> _YOUR INSTRUCTIONS_
Every line in the listing is to be echoed verbatim.

> _DATA ENTRIES_
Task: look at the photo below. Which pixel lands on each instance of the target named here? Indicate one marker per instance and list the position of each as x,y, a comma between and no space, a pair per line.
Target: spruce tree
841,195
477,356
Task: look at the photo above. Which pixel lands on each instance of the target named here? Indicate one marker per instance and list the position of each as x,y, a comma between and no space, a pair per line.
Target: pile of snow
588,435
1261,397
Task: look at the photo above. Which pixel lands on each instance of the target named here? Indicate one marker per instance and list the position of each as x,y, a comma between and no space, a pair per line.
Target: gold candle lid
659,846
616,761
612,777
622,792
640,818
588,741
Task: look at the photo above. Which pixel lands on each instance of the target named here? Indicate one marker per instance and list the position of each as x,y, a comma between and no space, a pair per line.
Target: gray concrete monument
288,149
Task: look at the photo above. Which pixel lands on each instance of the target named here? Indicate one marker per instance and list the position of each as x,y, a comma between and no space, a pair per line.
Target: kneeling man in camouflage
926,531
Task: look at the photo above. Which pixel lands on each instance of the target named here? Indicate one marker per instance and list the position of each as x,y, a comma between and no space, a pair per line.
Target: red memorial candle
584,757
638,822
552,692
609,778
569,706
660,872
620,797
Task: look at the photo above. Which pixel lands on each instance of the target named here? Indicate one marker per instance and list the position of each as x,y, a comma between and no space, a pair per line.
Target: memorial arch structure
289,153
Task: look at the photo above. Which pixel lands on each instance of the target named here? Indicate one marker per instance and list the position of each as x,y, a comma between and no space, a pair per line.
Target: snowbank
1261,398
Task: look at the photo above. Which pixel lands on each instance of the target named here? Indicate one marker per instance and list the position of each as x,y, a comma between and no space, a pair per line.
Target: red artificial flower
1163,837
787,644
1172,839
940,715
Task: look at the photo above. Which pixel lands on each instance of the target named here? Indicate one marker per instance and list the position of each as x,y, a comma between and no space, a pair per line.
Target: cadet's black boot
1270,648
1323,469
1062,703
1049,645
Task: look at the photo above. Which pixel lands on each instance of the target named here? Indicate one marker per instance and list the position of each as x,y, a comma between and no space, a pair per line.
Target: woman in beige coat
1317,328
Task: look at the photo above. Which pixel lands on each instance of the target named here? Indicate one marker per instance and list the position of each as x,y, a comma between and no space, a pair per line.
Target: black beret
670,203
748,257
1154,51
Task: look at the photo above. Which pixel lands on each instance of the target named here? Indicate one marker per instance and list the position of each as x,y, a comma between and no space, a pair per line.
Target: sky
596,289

> _TASK RESULT_
Task: look at the photo below. Which pixel lands on each instance of the target named here? Indicate one marker per instance and list the position of each as x,y, a comma between and no space, a pair per line.
Target: spruce tree
841,195
477,356
Task: look at the photo above. Which pixel lands on each instance of the target named here? Indicate one marker per instance and list the position of each as x,y, a comma between and no space, a pair per line.
Target: pile of snow
588,435
1261,397
Task: look at the photo above. Which pixel lands on each instance of the target named here? Indicate one marker per instance and list the position of each as x,y, a comma between and no space, a pair per line.
Target: gold candle lid
659,846
616,761
612,777
622,792
640,818
588,741
Task: look at the photo above. Which pixel lands on each instance of the target named here? Indicate one marker per instance and list the position of each as x,y, a comma between and no space, a pair per line.
Target: gray concrete monument
288,149
Task: look at the photo above. Which pixel lands on each instance of the target named here? Indicate one marker per instance and list the position of each as x,y, a comma between and no space, a pair per line.
Target: kneeling man in camouflage
926,531
Task: look at the photo above. Which pixel lands on each instance of the target named here? Indicate one marker per instance and list the position of each as x,y, a comma between and no space, a pair per line.
Target: red memorial candle
584,757
638,822
552,692
609,778
569,706
660,872
620,797
Task: look at the photo above. Which pixel lands on each instance of the target named here? Indicate one marker per instance and list the position of each as x,y, a comma between and no space, a pair per line.
Target: memorial arch structure
289,153
Task: look at the photo above. Which pixel lands on each instance of the target named here? Indicate one marker per instance and list the position of each as x,y, a comma between and no space, a pair per line.
Target: snowbank
1261,398
Task: look at the photo above. Which pixel lands on each instance of the target named here? Indicate one marker per instance and list the position of each as x,y, a comma between and no space, a pair per line.
Target: red artificial flower
1163,837
787,644
1172,839
940,715
Task: look at the photo above. Which pixel lands on each instance of the target named here? Indicate one marker per instance and list the position of each as x,y, a comma between and no space, a pair per line.
Target: cadet's black boot
1270,648
1323,469
1062,703
1049,645
Task: look at the photo above. Which pixel lands on each instance of the target named here? Indicate one marker per instance and list the position of each as x,y, a comma between and no space, a pair per line.
Target: woman in beige coat
1317,328
Task: look at the photo above. Which pixel lands on each instance of the target named here? Indicate one marker per instance and list the position of each as x,y, a comma between and no space, a pair per line.
Target: black beret
670,203
748,257
1154,51
Task: look at the photo above. Which pixel lands on each instance of the target named here? Indicate one marker per instance and list the position of each as x,y, a comma between and no space, a pair per line.
Target: sky
596,289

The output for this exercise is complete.